Seja quanto aos casos
coletivos seja quanto aos casos de âmbito pessoal, um critério eficaz a ter
sempre presente é o principio dialético da unidade na diversidade.
Por uma cultura conectiva
Também aqui começamos
por reconhecer que nem sempre é possível o exercício nas relações do chão do
cotidiano, exercitar-se uma cultura conectiva. Fazemos, inclusive, questão de
prevenir quanto a situações que não permitem o exercício de uma cultura conectiva
do ponto de vista ético-político. Situações há – ainda que em número menor -,
em que não se pode ou não se deve insistir em conciliar o inconciliável, sob
pena de se agredir critérios éticos elementares. A este propósito, aliás, o
atual contexto histórico tem-se revelado pródigo. O noticiário midiático e as
redes sociais fazem circular a este respeito, casos esdrúxulos, de quem se
atreve a conciliar o inconciliável, o que se dá com frequência, por conta das
negociatas dos acordos de cúpulas, do aliancismo, do Auferir vantagens ilícidas
a qualquer custo, em breve, por força do apelo ao discurso da razão cínica.
A exemplo do que acima assinalamos, no caso da
síndrome disjuntiva, quanto à sua incidência no âmbito coletivo, de modo
semelhante procedemos também em relação ao exercício da cultura conectiva. Esta
também, seja para o bem, seja para o mal, incide igualmente tanto no plano
coletivo, quanto no plano individual.

■ Dados brutos:

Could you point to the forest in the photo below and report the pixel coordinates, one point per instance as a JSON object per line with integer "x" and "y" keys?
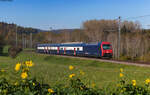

■ Instrução:
Responda às perguntas abaixo com base no texto sobre a cultura conectiva.
(a) Qual critério eficaz, segundo o texto, deve estar sempre presente tanto nos casos coletivos quanto nos de âmbito pessoal?
(b) Que risco corre quem insiste em conciliar o inconciliável?
(c) Em quais planos o exercício da cultura conectiva incide?

■ Resposta esperada:
(a) O princípio dialético da unidade na diversidade.
(b) O risco de agredir critérios éticos elementares.
(c) Incide tanto no plano coletivo quanto no plano individual, seja para o bem, seja para o mal.